TEXT SEGMENT:
● ● ● ● ● ● ●

In practice, there are plenty of examples where certain food and drink options may be more convenient than others. For instance, when you’re confined to the poolside for your swim meet, recovery bars or liquid sources of carbohydrates (e.g. a milkshake, sports drink or a carb-rich recovery mix) are much more practical than a jacket potato or helping of rice.
Ultimately, a nutrient-dense carbohydrate-rich recovery meal, which also includes some protein and some fat, is optimal.
Examples of recovery foods
**Food ** | Portion size | Energy (kcal) | Carbohydrate (g) | Protein (g) |
---|---|---|---|---|
Baked potato with skin | Medium, 2-3” diameter | 161 | 36 | 4.3 |
Enriched penne pasta, boiled | 1 cup | 169 | 33 | 6.2 |
Enriched wheat bran cereal with raisins | 1 cup | 191 | 46 | 4.5 |
Whole wheat bread | 1 slice | 81 | 14 | 4 |
Black beans, canned, drained | 1 cup | 218 | 40 | 14.7 |
Oatmeal, cooked, plain | 1 cup | 154 | 27 | 6 |
Table edited from Murray & Rosenbloom (2018). Data are from the US Department of Agriculture.

● ● ● ● ● ● ●

ENTRIES PROVIDED:
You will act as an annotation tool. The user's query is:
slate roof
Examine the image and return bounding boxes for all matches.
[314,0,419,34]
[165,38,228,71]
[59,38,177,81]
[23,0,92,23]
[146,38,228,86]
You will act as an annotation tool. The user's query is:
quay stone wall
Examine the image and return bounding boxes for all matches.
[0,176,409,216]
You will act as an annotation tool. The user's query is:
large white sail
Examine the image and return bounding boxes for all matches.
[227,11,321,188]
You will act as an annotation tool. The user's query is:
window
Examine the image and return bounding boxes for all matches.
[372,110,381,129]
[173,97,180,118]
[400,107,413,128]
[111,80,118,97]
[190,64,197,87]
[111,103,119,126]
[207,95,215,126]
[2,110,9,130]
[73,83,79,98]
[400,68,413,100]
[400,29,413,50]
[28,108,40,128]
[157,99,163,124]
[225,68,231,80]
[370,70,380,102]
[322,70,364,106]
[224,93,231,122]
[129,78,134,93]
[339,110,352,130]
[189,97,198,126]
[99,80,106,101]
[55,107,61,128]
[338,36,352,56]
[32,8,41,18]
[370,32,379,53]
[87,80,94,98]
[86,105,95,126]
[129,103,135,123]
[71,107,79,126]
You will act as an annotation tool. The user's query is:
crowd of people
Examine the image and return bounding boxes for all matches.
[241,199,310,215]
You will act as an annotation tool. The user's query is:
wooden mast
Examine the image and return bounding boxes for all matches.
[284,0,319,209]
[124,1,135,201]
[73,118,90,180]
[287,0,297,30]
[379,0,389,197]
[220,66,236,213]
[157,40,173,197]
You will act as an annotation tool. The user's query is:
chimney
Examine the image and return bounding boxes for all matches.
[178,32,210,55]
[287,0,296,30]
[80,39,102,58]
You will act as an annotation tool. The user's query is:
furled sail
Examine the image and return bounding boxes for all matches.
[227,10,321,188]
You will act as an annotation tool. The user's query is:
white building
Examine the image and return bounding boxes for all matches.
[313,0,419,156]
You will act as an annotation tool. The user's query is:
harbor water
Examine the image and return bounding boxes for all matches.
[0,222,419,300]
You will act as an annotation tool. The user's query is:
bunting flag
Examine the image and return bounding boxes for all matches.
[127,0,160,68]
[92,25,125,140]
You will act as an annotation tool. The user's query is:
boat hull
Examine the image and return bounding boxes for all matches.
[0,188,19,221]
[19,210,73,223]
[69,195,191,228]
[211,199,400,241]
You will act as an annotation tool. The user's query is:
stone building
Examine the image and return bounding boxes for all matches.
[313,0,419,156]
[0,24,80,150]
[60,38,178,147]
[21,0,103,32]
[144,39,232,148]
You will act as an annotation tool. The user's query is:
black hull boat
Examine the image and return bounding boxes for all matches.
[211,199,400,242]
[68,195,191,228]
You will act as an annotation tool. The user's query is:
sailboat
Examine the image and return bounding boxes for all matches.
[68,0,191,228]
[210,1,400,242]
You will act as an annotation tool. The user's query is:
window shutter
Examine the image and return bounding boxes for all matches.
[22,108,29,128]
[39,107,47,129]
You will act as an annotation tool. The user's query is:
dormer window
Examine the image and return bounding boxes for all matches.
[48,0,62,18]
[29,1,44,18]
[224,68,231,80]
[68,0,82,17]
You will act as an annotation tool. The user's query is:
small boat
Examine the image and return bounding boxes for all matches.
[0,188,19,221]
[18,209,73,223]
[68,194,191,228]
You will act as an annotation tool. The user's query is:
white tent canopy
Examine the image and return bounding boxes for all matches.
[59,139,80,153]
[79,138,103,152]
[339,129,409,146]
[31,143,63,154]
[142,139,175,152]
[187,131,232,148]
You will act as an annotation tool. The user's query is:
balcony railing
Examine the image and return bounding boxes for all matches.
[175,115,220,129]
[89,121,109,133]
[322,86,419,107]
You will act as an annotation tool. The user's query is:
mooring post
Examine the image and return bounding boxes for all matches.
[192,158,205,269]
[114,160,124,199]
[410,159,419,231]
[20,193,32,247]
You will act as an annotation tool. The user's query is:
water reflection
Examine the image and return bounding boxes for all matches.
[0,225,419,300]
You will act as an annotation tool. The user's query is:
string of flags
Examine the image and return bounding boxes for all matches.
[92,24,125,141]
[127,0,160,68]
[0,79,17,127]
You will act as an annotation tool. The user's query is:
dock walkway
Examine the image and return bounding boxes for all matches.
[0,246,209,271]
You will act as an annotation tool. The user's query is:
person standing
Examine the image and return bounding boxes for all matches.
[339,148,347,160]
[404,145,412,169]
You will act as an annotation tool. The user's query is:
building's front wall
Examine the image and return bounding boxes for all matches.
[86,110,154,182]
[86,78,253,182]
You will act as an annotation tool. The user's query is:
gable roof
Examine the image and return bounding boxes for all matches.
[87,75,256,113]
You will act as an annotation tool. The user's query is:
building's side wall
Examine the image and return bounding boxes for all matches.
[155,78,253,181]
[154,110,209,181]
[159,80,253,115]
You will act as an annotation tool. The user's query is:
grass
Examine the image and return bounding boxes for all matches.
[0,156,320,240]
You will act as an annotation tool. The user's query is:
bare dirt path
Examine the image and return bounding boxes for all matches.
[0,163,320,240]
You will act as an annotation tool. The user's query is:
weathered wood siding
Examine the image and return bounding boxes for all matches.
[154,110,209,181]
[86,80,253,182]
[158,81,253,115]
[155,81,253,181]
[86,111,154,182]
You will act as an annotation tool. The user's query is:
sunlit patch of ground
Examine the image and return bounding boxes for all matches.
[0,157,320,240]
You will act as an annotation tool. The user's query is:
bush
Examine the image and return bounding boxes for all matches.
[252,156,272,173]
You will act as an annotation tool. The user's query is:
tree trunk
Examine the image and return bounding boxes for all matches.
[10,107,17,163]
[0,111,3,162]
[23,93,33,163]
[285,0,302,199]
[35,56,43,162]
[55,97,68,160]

● ● ● ● ● ● ●

WHAT YOU ARE ASKED TO DO:
Translate this sentence from the recovery foods text into Spanish: "Ultimately, a nutrient-dense carbohydrate-rich recovery meal, which also includes some protein and some fat, is optimal." The items have no connection to the recovery foods text.

THE COMPLETED TASK:
En última instancia, una comida de recuperación densa en nutrientes y rica en carbohidratos, que también incluye algo de proteína y algo de grasa, es óptima.